Material supplied:
┌──
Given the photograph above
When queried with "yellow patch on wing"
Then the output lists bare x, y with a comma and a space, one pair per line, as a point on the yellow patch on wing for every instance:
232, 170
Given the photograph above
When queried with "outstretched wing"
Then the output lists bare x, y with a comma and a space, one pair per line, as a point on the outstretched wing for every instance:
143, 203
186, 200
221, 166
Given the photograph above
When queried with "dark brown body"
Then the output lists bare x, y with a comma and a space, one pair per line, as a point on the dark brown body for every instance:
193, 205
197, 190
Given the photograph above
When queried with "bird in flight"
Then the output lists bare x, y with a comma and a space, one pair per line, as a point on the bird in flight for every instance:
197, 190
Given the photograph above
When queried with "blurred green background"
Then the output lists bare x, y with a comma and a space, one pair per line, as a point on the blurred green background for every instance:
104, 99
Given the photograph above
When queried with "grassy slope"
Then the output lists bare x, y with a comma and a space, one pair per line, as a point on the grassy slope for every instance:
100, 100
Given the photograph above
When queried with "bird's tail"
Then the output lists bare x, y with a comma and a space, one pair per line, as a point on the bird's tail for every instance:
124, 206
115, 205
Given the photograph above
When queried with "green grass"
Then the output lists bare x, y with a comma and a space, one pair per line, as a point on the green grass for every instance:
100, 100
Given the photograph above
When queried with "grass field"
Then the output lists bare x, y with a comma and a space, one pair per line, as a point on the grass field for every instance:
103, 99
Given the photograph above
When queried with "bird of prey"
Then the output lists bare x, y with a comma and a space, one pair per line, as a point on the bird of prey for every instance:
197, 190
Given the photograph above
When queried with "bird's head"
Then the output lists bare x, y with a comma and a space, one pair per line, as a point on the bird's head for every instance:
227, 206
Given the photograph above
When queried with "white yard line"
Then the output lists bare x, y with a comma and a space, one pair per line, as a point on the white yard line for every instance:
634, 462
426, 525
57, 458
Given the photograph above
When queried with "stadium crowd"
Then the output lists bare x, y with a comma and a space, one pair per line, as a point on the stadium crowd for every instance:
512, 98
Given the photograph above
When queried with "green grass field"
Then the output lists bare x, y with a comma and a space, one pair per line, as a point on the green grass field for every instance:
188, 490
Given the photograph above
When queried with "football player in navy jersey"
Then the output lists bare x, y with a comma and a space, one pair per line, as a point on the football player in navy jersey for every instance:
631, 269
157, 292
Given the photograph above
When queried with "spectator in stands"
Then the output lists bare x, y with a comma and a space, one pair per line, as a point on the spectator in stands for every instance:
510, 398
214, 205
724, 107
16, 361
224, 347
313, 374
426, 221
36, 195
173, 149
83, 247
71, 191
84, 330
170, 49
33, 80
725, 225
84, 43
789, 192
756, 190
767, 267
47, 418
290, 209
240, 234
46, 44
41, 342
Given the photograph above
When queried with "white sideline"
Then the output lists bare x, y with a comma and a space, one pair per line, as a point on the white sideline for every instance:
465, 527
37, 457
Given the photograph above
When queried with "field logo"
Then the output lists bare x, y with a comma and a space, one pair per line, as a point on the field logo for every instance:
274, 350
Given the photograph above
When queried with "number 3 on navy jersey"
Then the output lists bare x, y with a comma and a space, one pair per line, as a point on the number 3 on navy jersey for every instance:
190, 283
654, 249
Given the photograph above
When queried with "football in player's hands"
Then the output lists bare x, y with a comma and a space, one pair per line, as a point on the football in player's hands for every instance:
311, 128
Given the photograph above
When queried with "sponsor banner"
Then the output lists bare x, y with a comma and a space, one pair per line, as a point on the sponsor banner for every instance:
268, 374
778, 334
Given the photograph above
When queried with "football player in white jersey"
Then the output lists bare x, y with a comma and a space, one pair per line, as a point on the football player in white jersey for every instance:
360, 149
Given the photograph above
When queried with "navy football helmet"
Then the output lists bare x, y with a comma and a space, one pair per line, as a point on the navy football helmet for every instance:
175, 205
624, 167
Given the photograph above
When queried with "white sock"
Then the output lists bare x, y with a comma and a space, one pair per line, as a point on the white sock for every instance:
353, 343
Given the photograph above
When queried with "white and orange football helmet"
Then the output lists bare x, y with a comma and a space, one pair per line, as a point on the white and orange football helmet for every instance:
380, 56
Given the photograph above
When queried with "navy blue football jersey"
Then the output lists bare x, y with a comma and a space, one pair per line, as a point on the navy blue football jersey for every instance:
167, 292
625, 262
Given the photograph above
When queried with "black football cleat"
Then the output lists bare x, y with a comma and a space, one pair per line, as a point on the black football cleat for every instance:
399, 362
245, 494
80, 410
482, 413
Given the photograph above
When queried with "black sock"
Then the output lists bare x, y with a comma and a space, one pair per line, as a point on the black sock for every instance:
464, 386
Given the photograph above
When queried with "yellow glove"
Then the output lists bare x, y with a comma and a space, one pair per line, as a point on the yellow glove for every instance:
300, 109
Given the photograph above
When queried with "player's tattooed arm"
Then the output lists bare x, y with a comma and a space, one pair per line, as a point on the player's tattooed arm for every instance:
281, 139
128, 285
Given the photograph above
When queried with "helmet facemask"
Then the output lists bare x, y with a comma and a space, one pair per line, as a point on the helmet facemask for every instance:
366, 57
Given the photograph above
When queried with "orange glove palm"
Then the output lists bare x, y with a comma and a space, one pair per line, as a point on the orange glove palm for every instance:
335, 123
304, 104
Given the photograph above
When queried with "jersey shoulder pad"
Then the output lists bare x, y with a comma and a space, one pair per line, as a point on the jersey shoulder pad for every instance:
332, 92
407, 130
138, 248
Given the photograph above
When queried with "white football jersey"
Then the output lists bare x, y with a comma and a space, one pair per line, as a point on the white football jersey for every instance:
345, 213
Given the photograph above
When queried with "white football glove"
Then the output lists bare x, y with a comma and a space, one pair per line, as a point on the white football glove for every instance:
└──
Report every line in the entries above that contains the string "number", copying each matching line in full. Treat the match as case-sensitive.

Answer to the exercise:
When queried with "number 3 on navy jersey"
Then the output lists bare x, y with a comma and a space, one pair per line, as a point on the number 3 on navy jersey for every instance:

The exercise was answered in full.